--- Data for review ---
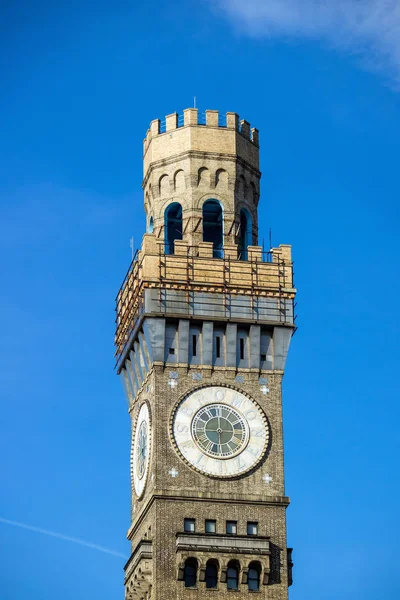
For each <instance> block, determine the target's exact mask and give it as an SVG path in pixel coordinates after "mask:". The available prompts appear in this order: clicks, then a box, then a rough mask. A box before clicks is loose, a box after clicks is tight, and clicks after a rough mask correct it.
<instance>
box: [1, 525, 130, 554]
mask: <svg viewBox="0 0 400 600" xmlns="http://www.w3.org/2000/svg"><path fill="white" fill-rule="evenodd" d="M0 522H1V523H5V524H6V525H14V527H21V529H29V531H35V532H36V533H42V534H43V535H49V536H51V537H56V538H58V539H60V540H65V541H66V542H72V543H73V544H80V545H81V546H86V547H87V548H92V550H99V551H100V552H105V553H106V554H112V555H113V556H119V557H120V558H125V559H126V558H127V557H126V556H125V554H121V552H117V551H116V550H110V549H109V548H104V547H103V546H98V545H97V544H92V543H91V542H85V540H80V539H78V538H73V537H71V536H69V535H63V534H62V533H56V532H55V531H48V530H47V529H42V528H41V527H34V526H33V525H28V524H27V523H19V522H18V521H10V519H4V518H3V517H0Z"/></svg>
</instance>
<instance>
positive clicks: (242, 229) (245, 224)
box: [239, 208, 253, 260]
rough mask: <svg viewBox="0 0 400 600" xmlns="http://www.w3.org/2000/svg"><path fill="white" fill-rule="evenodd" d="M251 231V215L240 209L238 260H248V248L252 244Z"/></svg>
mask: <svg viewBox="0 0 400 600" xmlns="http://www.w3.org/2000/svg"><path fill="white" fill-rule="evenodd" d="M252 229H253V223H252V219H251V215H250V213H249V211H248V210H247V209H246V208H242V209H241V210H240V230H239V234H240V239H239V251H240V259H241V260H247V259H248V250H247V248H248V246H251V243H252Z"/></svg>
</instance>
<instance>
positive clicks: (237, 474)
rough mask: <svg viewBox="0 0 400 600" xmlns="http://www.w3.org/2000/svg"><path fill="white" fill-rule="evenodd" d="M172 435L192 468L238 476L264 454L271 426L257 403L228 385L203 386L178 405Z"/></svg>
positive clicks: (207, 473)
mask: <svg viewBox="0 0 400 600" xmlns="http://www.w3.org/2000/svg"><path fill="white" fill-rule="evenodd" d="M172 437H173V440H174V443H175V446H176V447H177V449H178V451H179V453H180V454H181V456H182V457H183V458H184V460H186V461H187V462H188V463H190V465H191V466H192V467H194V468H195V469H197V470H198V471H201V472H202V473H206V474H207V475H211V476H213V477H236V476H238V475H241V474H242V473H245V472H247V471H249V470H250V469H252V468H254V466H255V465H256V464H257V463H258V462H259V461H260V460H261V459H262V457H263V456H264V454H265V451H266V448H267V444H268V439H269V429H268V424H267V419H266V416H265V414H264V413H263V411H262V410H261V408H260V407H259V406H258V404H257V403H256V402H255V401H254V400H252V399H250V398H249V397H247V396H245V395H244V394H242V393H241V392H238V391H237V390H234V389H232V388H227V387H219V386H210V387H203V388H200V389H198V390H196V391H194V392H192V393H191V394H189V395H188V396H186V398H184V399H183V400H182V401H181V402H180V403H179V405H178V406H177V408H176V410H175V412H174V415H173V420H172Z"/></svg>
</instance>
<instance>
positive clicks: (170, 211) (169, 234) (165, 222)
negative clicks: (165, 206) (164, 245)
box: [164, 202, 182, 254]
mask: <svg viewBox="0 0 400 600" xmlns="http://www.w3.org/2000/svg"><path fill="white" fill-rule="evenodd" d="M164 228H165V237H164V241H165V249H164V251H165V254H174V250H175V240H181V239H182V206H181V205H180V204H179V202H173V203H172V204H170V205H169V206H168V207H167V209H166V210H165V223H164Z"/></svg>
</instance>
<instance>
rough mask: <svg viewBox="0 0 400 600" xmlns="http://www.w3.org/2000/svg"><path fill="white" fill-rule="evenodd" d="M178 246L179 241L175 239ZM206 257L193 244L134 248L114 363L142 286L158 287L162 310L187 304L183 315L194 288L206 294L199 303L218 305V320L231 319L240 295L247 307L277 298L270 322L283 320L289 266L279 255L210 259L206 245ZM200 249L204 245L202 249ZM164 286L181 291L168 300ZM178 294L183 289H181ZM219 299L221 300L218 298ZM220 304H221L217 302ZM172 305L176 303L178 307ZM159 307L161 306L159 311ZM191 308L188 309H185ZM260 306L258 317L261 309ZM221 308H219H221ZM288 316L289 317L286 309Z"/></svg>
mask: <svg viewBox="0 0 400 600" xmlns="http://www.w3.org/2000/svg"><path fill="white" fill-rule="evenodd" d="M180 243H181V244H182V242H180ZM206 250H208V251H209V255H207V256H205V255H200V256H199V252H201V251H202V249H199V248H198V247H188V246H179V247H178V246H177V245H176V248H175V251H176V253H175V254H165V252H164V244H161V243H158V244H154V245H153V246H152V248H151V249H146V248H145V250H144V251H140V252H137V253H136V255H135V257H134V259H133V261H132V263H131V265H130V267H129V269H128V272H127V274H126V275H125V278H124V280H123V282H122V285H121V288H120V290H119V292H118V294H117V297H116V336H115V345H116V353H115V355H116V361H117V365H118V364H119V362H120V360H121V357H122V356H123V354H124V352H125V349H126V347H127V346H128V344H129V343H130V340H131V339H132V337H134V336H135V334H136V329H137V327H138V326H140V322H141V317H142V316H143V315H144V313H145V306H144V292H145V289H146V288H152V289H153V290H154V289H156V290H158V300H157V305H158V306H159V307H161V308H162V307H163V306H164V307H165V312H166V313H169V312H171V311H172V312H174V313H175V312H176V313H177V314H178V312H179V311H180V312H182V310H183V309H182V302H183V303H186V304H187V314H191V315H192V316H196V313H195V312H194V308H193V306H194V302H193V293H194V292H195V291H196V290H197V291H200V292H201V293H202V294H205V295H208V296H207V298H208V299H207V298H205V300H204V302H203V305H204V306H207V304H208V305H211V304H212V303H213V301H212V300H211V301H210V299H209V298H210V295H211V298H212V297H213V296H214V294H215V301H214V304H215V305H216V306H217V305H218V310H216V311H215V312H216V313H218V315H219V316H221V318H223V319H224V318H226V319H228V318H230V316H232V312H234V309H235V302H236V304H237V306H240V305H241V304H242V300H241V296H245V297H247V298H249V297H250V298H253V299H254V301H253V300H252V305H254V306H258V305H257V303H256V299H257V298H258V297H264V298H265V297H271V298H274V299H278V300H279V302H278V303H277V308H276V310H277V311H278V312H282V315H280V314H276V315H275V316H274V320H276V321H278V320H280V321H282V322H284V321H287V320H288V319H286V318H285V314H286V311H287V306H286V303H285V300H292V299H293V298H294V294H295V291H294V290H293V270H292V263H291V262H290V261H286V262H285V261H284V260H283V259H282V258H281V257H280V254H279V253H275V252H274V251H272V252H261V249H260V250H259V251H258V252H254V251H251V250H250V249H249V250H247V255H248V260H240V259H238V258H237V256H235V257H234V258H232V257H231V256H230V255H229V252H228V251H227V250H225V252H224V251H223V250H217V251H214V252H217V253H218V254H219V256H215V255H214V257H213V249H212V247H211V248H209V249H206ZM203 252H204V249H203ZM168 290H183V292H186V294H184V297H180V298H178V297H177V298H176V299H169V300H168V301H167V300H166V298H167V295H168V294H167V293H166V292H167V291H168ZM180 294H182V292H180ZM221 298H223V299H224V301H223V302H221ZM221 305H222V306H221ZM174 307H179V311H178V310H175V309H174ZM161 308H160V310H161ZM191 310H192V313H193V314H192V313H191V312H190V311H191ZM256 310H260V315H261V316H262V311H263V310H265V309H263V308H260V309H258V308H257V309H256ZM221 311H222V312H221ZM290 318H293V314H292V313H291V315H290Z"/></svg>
---
Task prompt: Return the data unchanged, starting at the beginning of the data and ending with the line that contains "box: [1, 525, 130, 554]", with both ends included. Leave out the picture.

Completed task:
For each <instance> block, determine the target's exact mask and give it as an SVG path in pixel coordinates after "mask:". The available prompts appear in this order: clicks, then a box, then a rough mask. A box before clicks is loose, a box after clicks is tight, and clicks after a rough mask correct it.
<instance>
box: [1, 525, 130, 554]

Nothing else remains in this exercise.